§ Document excerpt

┌────────

Off-Grid Electricity and Off Grid Energy Systems
People always fear change. People feared electricity when it was invented, didn't they? People feared coal, they feared gas-powered engines... There will always be ignorance, and ignorance leads to fear. But with time, people will come to accept their silicon masters.”
4 Off-Grid Electricity Options You Can Use
Owning your own home is supposed to be a chance to have a place to come to after your day of work is done. It's where you live your life, raise a family, and get to be yourself. It's not just a cornerstone of financial security, although it should very much be, but also a place for rest, relaxation, and enjoying life. Even when you own it, though, you still have bills to pay, like the monthly utility bill...
...unless you find ways to generate your own power! Explore 4 off-grid electricity options to see if you might be able to power up your life at home without relying on some distant corporate utility that has you at their mercy.
4 Off-Grid Electricity Options You Can Look Into
There are many ways of generating electricity off of the grid, but there are four primary ones you should consider. The first is solar power, the second is wind power, and the third and fourth ones are hydroelectric and geothermal power respectively. You might even be able to do a combination of several different systems. Here is a broader look at each:
Solar Power As An Off Grid Electrical System
It's absolutely true that residential solar power is now more affordable than ever, even for first-time homeowners or small businesses. The initial outlay for new residential solar power equipment can be minimal, especially considering the fact that some of the equipment needed to complete the process is now available at value prices. Photovoltaic panels for homes and offices come in a variety of shapes and sizes, and roof panels can be customized for either residential or commercial applications. In addition to reducing the level of your monthly electrical bill, installing and using solar panels can also lead to significant savings on your carbon footprint - switching to green energy reduces your carbon footprint by up to 40 percent!
As long as you have property or roof facing the sun most of the day, and you're not at too far north of a latitude, then this can be a viable option for you in most of the United States.
Using Wind Power as An Off Grid Electricity Option
Harnessing the power of the wind can be a bit variable, depending on where you live, but it doesn't take much air flow to get modern turbines running and generating power. You also don't have to have a huge turbine in your yard drawing attention from the whole neighborhood or possibly killing birds. There are rooftop turbines you can mount on top of your home that are safe for animals and visually unobtrusive.

└────────

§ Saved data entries

┌────────

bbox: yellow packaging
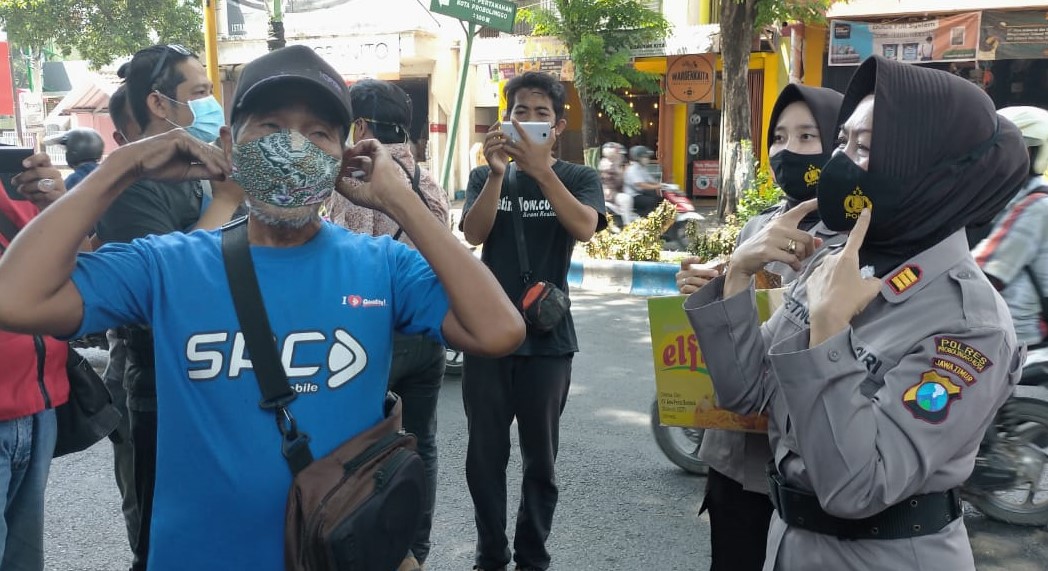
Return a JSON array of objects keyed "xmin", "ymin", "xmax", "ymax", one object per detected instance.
[{"xmin": 648, "ymin": 288, "xmax": 785, "ymax": 433}]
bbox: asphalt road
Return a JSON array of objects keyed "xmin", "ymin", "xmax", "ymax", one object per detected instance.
[{"xmin": 45, "ymin": 292, "xmax": 1048, "ymax": 571}]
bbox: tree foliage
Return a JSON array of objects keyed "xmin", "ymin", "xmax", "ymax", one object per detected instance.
[
  {"xmin": 519, "ymin": 0, "xmax": 670, "ymax": 147},
  {"xmin": 0, "ymin": 0, "xmax": 203, "ymax": 68}
]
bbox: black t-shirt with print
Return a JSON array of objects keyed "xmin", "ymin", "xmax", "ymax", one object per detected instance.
[
  {"xmin": 94, "ymin": 180, "xmax": 203, "ymax": 243},
  {"xmin": 94, "ymin": 180, "xmax": 203, "ymax": 412},
  {"xmin": 462, "ymin": 160, "xmax": 607, "ymax": 355}
]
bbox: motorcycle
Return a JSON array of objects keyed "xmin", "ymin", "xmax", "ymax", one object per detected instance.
[
  {"xmin": 444, "ymin": 347, "xmax": 462, "ymax": 378},
  {"xmin": 651, "ymin": 348, "xmax": 1048, "ymax": 527},
  {"xmin": 651, "ymin": 398, "xmax": 709, "ymax": 476},
  {"xmin": 604, "ymin": 182, "xmax": 705, "ymax": 249},
  {"xmin": 961, "ymin": 348, "xmax": 1048, "ymax": 527}
]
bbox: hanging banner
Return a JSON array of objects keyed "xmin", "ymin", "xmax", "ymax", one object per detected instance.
[
  {"xmin": 829, "ymin": 12, "xmax": 980, "ymax": 65},
  {"xmin": 978, "ymin": 9, "xmax": 1048, "ymax": 60}
]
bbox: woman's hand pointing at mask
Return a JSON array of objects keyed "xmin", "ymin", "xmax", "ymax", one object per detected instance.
[
  {"xmin": 723, "ymin": 199, "xmax": 822, "ymax": 299},
  {"xmin": 806, "ymin": 208, "xmax": 881, "ymax": 347}
]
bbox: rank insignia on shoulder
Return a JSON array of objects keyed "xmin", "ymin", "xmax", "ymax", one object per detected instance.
[
  {"xmin": 887, "ymin": 266, "xmax": 921, "ymax": 295},
  {"xmin": 902, "ymin": 371, "xmax": 961, "ymax": 424}
]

└────────

§ Brief
Extend the article on off-grid electricity options, starting right after its final sentence. The records can be disregarded.

§ Result below
Hydroelectric Power As An Off Grid Energy Option
This one is nearly impossible to pull off if you don't have a stream or creek running through your property, but if you do, you can set up mini-hydroelectric stations to turn the constant current into a source of some power. If your property is big enough, you might even be able to do it at both ends of your lot for twice as much juice off the same volume of water.
Geothermal Power Can Be An Off Grid Eelectrical Option
The core of the Earth beneath your feet is warm, very warm. In fact, it can be thousands of degrees warm down there. In some places, you don't have to dig far to start finding that heat. A residential geothermal system can send liquid water down one pipe where the planet's internal heat warms it up, sending steam back up another pipe. This turns a turbine that generates electricity before the water goes back down the cold pipe, repeating the process.
Combo OptionsTo Generate Electricity
Solar and wind sometimes form a powerful combination. When the sun is out, it shines and gives you juice, but if there are clouds, you may not get as much power, even though modern panels can still sometimes generate juice even on cloudy days. Still, cloudy days usually mean weather moving through, and that requires wind, so having both should mean some source of power generation nearly every day.
Likewise, solar and geothermal can pair well too at time. Solar doesn't happen as much during the winter, but colder weather can mean more of a temperature discrepancy between the surface and underground, making geothermal more powerful that time of year.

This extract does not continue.